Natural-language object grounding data
"""

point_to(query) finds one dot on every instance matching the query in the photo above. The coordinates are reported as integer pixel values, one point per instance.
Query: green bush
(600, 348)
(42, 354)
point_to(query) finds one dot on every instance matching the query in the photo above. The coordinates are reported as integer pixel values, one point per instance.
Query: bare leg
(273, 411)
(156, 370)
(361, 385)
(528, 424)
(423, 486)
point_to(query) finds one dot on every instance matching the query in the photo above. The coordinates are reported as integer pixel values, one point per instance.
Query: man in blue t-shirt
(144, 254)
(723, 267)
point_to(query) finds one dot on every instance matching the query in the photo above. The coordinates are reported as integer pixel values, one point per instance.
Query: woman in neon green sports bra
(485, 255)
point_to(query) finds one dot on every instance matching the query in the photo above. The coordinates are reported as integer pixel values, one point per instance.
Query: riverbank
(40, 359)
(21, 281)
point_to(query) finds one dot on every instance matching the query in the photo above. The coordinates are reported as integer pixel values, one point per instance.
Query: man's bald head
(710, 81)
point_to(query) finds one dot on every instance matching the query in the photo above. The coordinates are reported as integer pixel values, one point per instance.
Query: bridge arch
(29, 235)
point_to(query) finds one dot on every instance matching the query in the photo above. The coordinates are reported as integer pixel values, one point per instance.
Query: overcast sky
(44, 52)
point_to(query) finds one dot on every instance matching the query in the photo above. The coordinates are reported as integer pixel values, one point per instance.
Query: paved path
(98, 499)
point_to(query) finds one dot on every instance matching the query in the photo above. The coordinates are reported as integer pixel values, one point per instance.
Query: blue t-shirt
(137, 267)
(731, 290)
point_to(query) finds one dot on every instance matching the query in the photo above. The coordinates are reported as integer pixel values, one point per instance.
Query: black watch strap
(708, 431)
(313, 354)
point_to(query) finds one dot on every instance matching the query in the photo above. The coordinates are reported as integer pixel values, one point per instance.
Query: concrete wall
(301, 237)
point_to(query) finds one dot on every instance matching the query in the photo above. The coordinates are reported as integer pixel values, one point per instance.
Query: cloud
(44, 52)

"""

Each entry needs to be copied out exactly.

point_to(query) finds one dot on every instance matching the query in the photo above. The coordinates are reported as integer pixel values, one point per instance.
Query: green bush
(600, 348)
(42, 354)
point_to(query) finds one dot on every instance matching the query in the photo above. The coordinates are reported as integer pixel values, one point per instance.
Query: bare leg
(273, 411)
(156, 370)
(361, 385)
(528, 424)
(423, 486)
point_to(query) finds one dot on every instance matching the query in the photo above. The coordinates are reported as integer pixel values, one point per instance.
Query: man in blue t-shirt
(144, 254)
(723, 267)
point_to(query) finds one dot on every instance matching the query in the photo above. The coordinates are reported as integer pixel values, one point per instance.
Query: woman in neon green sports bra
(485, 255)
point_to(query) finds one dot on every instance matching the query in the photo above. The coordinates are reported as integer pixel values, one point per instance.
Query: riverbank
(40, 359)
(21, 281)
point_to(query) finds one dot on every instance matching the query in the photo above. The coordinates are reported as integer pixel values, one point per instance.
Query: man's bald head
(710, 81)
point_to(query) finds one dot on every instance matching the query in the photo above. The coordinates are reported as integer pixel values, one point per instance.
Query: bridge arch
(29, 235)
point_to(query) finds one dot on every instance matching the query in the photo above. The coordinates are reported as integer pixel values, one point per instance.
Query: overcast sky
(44, 52)
point_to(query) finds one dot on every instance matching the query in the photo above. The coordinates are reported as integer pixel values, one point per instance.
Query: paved path
(98, 499)
point_to(query) finds one dot on every instance matching the query in the photo above. The coordinates are reported as integer pixel values, one point per instance.
Query: blue t-shirt
(137, 267)
(731, 290)
point_to(query) finds one dot on every instance matching the query in the photo above. The coordinates are reported as integer pixel values, one point per instance.
Query: black watch strap
(708, 431)
(313, 354)
point_to(query) finds one dot on every instance matching the query in the photo above. The coordinates are reported as integer pixel values, one point per instance.
Query: concrete wall
(301, 237)
point_to(query) finds one dot on every instance matching the query in the photo above. The coordinates are reported as integer pixel values, one point per instance.
Query: cloud
(44, 52)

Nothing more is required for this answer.